DATA FOR PROCESSING:
──────────
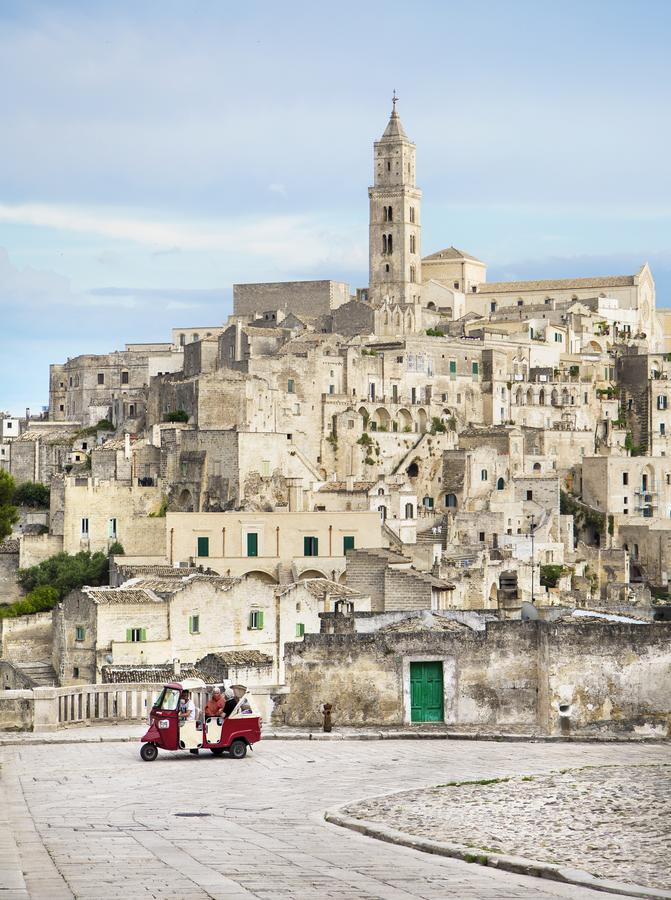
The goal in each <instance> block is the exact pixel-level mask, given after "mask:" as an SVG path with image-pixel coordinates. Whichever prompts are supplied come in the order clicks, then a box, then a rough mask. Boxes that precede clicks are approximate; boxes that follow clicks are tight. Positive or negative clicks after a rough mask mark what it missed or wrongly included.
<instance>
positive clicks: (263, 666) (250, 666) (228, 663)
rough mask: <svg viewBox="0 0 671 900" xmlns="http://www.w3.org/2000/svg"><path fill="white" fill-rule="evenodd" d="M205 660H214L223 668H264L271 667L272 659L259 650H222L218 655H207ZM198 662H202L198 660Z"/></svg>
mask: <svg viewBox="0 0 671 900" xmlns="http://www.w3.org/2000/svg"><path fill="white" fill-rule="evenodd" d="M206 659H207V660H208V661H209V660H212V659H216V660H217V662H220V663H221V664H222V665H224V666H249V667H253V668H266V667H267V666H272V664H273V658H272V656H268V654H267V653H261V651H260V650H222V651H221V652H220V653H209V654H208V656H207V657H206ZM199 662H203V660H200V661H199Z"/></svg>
──────────
WHAT THE EXERCISE ASKS:
Express the material above as a Markdown table with the columns Row and Line. Put each line in its own numbered row, skip blank lines, and leave out the picture.

OUTPUT OF THE EXERCISE:
| Row | Line |
|---|---|
| 1 | The goal in each <instance> block is the exact pixel-level mask, given after "mask:" as an SVG path with image-pixel coordinates. Whichever prompts are supplied come in the order clicks, then a box, then a rough mask. Boxes that precede clicks are approximate; boxes that follow clicks are tight. Positive or negative clicks after a rough mask mark what it missed or wrongly included. |
| 2 | <instance> |
| 3 | positive clicks: (263, 666) (250, 666) (228, 663) |
| 4 | rough mask: <svg viewBox="0 0 671 900" xmlns="http://www.w3.org/2000/svg"><path fill="white" fill-rule="evenodd" d="M205 660H214L223 668H264L271 667L272 659L259 650H222L218 655H207ZM198 662H202L198 660Z"/></svg> |
| 5 | mask: <svg viewBox="0 0 671 900" xmlns="http://www.w3.org/2000/svg"><path fill="white" fill-rule="evenodd" d="M206 659H207V660H208V661H209V660H212V659H216V660H217V662H220V663H221V664H222V665H224V666H249V667H253V668H266V667H267V666H272V664H273V658H272V656H268V654H267V653H261V651H260V650H222V651H221V652H220V653H209V654H208V656H207V657H206ZM199 662H203V660H200V661H199Z"/></svg> |